# REQUEST:
Select each line in the material below that contains the word "wooden", and copy those lines out.

# DATA ROWS:

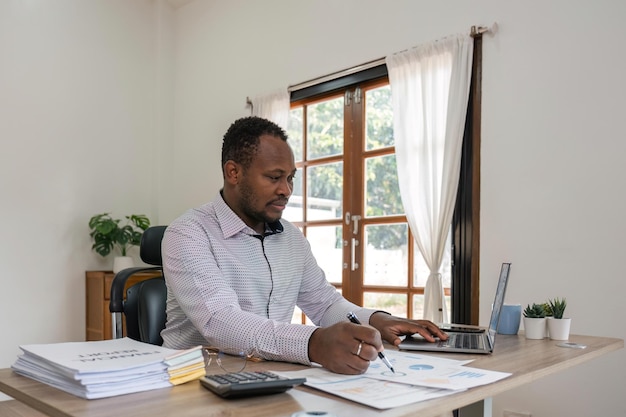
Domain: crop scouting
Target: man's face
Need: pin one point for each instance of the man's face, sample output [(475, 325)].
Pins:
[(266, 185)]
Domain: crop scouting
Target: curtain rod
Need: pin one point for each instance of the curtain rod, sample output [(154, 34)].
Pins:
[(474, 31)]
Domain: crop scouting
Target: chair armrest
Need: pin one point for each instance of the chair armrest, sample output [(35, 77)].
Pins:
[(118, 284)]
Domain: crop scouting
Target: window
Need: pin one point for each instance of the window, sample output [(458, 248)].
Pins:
[(346, 198)]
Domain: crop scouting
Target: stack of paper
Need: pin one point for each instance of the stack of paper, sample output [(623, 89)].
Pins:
[(108, 368)]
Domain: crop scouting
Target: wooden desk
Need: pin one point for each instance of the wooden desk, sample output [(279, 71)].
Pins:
[(528, 360)]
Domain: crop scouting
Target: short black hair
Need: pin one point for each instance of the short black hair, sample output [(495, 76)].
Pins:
[(241, 140)]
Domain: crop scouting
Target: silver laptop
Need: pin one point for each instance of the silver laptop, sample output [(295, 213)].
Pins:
[(467, 342)]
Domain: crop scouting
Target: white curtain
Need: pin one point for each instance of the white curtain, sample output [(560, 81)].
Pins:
[(274, 106), (430, 90)]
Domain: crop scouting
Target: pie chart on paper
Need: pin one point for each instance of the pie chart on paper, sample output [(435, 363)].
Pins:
[(421, 367)]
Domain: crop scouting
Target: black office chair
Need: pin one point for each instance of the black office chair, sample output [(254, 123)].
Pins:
[(144, 306)]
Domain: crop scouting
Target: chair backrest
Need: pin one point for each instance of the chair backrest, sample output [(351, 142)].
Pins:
[(144, 310), (145, 302)]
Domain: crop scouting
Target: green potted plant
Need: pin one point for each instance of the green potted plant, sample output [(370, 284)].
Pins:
[(535, 321), (111, 234), (558, 326)]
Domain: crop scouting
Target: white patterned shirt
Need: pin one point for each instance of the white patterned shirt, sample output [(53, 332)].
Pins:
[(236, 290)]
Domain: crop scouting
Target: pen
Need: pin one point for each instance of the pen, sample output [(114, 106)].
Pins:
[(354, 319)]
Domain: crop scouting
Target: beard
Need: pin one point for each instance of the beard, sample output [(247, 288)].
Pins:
[(248, 205)]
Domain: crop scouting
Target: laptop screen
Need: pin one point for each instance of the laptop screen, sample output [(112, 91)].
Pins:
[(499, 299)]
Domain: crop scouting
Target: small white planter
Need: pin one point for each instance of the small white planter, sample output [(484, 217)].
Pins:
[(534, 328), (559, 328)]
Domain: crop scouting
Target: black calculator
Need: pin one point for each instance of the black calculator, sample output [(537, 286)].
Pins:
[(247, 384)]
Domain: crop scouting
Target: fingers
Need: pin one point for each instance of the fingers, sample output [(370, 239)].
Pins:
[(345, 348)]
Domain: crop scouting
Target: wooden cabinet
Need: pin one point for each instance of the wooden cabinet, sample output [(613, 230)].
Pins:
[(98, 294)]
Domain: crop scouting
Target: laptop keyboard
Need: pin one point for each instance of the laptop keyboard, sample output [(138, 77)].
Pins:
[(463, 341)]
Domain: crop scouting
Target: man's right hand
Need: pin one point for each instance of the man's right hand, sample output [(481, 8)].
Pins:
[(345, 348)]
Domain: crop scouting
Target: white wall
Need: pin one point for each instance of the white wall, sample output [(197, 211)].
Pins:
[(92, 92), (77, 137), (551, 152)]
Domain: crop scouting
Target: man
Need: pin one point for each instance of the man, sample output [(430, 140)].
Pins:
[(235, 270)]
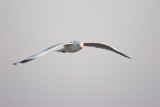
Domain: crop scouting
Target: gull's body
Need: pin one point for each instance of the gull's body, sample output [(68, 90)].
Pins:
[(71, 47)]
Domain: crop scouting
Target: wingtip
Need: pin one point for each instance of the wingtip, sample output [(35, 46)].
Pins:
[(15, 63)]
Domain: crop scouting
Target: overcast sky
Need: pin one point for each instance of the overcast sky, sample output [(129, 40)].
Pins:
[(91, 77)]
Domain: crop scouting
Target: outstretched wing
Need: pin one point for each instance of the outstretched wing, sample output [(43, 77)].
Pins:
[(42, 53), (104, 46)]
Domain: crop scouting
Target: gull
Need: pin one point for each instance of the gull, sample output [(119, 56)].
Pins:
[(71, 47)]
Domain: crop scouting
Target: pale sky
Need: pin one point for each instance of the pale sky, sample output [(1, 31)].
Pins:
[(91, 77)]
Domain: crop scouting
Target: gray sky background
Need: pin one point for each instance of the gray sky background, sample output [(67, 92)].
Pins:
[(91, 77)]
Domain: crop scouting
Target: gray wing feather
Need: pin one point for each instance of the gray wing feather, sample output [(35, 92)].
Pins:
[(104, 46), (42, 53)]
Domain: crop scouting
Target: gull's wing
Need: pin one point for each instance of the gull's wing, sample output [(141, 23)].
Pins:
[(104, 46), (42, 52)]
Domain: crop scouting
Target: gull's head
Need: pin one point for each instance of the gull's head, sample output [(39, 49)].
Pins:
[(78, 44)]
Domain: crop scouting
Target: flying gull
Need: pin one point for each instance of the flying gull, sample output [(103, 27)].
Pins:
[(71, 47)]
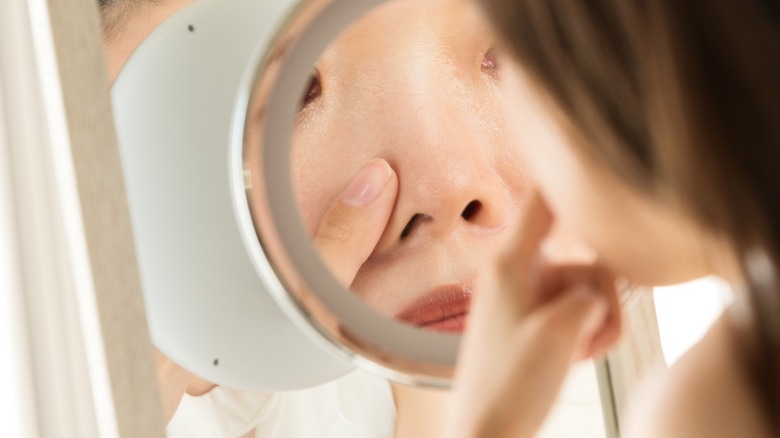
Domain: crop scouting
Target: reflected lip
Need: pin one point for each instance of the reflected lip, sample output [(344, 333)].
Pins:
[(443, 308)]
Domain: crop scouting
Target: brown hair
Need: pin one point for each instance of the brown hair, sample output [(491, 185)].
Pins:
[(115, 13), (679, 97)]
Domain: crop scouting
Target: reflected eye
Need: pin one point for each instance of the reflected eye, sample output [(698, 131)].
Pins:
[(313, 91)]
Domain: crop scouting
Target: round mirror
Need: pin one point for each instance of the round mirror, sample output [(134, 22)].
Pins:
[(243, 123)]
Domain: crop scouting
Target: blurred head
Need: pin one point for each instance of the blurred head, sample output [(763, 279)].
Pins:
[(660, 119)]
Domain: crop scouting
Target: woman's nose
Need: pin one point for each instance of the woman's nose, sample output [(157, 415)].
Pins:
[(456, 192)]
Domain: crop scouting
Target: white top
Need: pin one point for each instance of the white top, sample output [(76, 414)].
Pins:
[(356, 405)]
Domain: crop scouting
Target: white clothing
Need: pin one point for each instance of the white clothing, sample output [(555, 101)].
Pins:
[(356, 405)]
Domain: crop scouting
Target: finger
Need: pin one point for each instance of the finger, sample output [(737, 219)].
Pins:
[(517, 268), (352, 226)]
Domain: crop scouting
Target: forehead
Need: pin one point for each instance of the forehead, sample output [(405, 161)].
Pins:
[(404, 29)]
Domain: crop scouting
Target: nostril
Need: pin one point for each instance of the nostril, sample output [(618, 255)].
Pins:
[(471, 210), (408, 228)]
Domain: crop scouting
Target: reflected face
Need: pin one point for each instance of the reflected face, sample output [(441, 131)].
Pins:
[(414, 83)]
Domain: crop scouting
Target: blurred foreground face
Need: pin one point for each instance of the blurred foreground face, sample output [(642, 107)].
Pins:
[(637, 236)]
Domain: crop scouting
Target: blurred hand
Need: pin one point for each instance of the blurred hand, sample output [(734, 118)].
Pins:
[(526, 328)]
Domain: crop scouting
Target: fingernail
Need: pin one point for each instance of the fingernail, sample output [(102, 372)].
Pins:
[(367, 184)]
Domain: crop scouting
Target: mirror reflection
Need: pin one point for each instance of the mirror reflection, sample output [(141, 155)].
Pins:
[(400, 144), (403, 109)]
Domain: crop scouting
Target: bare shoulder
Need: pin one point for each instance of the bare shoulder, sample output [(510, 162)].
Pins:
[(703, 394)]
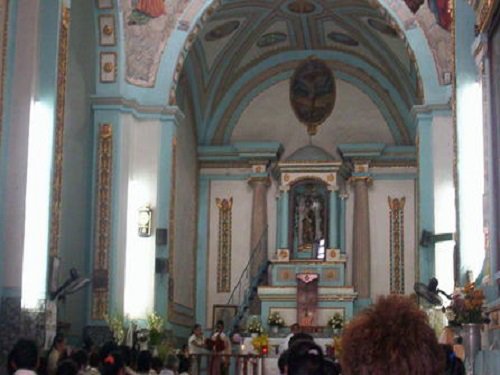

# OUTPUT FOR THIS EXERCISE:
Target: wooden desk
Need: pin one point for each instance of the wooden desk, sample output [(279, 71)].
Target: wooden cabinet
Need: pin one point for each instance of the wooden cabinet, sample output [(613, 230)].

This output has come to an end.